__Required work__
Copy the items from the line containing "petal is. Provide bounding box coordinates." through the line containing "[942,115,1099,189]", changing "grasping module" to "gripper controller" and leaving everything else unchanged.

__Entries shown__
........

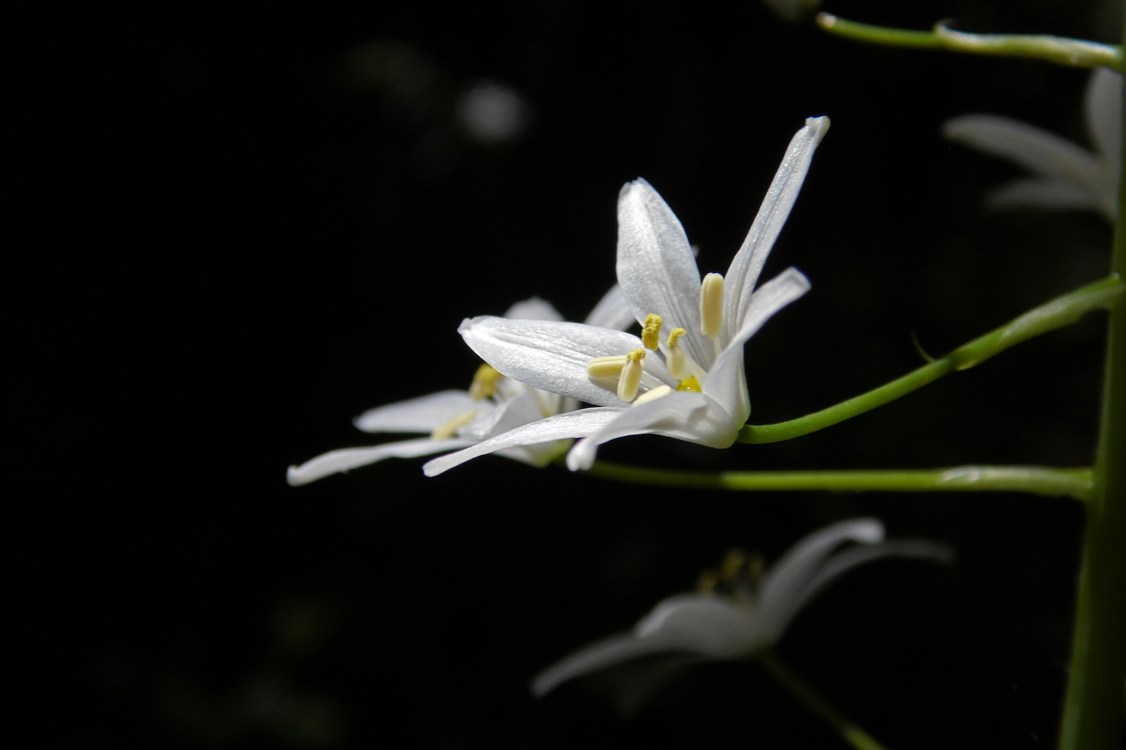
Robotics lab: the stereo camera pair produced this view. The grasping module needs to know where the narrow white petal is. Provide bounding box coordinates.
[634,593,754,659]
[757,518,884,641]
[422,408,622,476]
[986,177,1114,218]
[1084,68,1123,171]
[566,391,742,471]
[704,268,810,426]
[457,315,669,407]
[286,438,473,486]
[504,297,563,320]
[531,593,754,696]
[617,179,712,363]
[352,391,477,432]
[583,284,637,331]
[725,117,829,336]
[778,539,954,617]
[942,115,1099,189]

........

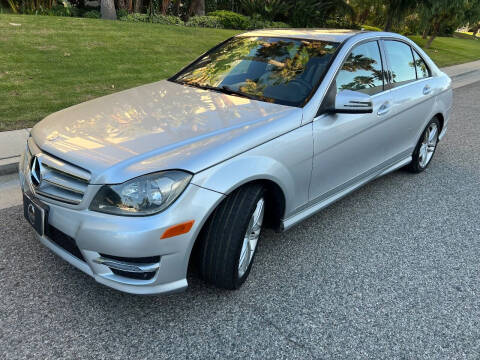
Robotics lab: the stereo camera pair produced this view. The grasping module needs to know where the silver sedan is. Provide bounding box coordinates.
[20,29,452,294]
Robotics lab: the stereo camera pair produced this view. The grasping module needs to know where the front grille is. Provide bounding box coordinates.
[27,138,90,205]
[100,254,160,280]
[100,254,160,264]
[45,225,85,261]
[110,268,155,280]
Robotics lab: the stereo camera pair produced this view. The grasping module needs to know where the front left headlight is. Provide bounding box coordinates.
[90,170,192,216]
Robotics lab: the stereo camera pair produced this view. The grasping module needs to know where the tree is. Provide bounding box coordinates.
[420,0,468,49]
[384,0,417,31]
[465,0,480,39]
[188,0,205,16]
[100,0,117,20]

........

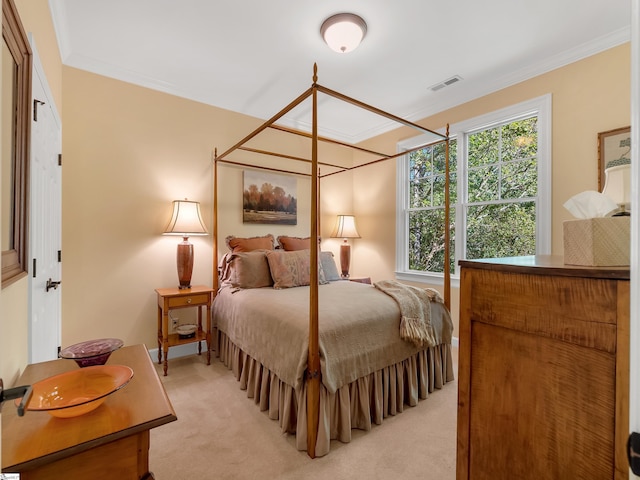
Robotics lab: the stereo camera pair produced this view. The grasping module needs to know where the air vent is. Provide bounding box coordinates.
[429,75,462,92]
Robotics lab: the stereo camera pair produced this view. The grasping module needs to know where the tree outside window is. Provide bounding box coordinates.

........

__The answer__
Robotics lab: the stereo camera pair produced this view. The gripper controller needs to know where the narrow white petal is. Provide bounding box coordinates.
[634,593,754,659]
[757,518,884,641]
[422,408,622,476]
[986,177,1114,218]
[1084,68,1123,171]
[566,391,742,471]
[704,268,810,426]
[457,315,669,407]
[286,438,473,486]
[504,297,563,320]
[531,593,754,696]
[617,179,712,363]
[352,391,477,432]
[583,284,637,331]
[725,117,829,336]
[778,539,954,617]
[942,115,1099,189]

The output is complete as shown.